-------- Listed entries

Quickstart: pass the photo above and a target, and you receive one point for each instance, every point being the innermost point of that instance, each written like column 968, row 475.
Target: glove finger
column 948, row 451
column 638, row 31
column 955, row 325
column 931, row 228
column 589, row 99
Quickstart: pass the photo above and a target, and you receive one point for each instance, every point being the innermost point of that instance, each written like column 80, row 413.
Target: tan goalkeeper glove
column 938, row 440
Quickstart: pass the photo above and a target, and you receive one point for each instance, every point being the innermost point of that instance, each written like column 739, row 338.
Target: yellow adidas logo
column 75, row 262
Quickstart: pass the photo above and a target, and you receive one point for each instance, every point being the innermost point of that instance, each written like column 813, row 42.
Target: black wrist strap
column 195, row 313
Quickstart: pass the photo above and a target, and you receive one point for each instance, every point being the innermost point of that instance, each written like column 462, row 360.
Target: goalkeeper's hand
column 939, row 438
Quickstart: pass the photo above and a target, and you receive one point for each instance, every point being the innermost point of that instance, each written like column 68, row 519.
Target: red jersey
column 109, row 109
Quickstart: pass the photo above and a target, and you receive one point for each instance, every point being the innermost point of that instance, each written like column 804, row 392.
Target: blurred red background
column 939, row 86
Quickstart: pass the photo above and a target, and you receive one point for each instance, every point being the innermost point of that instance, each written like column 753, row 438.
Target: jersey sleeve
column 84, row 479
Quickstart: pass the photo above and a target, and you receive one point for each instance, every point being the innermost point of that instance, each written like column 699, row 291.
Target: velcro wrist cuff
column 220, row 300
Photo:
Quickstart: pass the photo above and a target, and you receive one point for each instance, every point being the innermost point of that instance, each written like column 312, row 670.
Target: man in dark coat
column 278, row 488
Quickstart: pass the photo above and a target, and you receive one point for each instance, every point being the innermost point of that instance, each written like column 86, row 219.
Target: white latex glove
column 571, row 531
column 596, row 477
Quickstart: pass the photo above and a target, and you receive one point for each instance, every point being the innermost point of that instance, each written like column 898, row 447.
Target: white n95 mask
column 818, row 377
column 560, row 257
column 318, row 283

----------------

Reproduce every one of the lines above verbatim, in their original order.

> **Task output**:
Quickstart: pass the photo above and a target, and you receive one point for each instance, every point being the innermost point of that instance, each written like column 968, row 475.
Target: glove finger
column 948, row 451
column 638, row 31
column 955, row 325
column 931, row 228
column 589, row 99
Quickstart: pass the photo above and a target, and you receive one point for each instance, every point being the innermost point of that instance, each written like column 80, row 413.
Target: tan goalkeeper glove
column 938, row 440
Quickstart: pass the photo above and a target, and you receive one point for each instance, every point being the innermost point of that instance, each written like column 739, row 338.
Target: yellow adidas logo
column 75, row 262
Quickstart: pass the photo above and a target, and you receive one point for each instance, every point being the innermost point of that instance, each written like column 813, row 42.
Target: black wrist strap
column 195, row 313
Quickstart: pass the photo above and a target, and you receive one point for each instance, every point being the innermost point of that instance, each written like column 462, row 360.
Target: goalkeeper's hand
column 939, row 438
Quickstart: pass the photo above and a target, and you receive one point for each instance, every point being the innermost point of that instance, each written like column 68, row 519.
Target: red jersey
column 109, row 109
Quickstart: pass the photo above and a target, and you receive one point for each instance, every point being the innermost point of that instance, each written like column 804, row 392.
Target: blurred red background
column 939, row 86
Quickstart: pass the photo above and a target, and you receive one point for each instance, every point being the innermost point of that instance, each written like column 753, row 438.
Target: jersey sleeve
column 84, row 479
Quickstart: pass the photo above and a target, and you receive one point for each instance, every point being the innermost point of that instance, each written like column 699, row 291.
Target: velcro wrist cuff
column 220, row 300
Photo:
Quickstart: pass the photo above and a target, and you receive one point for each instance, every point being the innermost point of that instance, each written like column 312, row 670.
Target: man in dark coat
column 278, row 488
Quickstart: pass the photo above and a target, and you receive one point for each instance, every point being the innermost point of that instance, each written like column 86, row 219.
Target: white latex glove
column 571, row 531
column 596, row 477
Quickstart: pass the photo above and a target, and you receive one point for each instance, every point being the innermost point of that instance, each written like column 898, row 447.
Target: white n95 mask
column 818, row 377
column 560, row 257
column 318, row 283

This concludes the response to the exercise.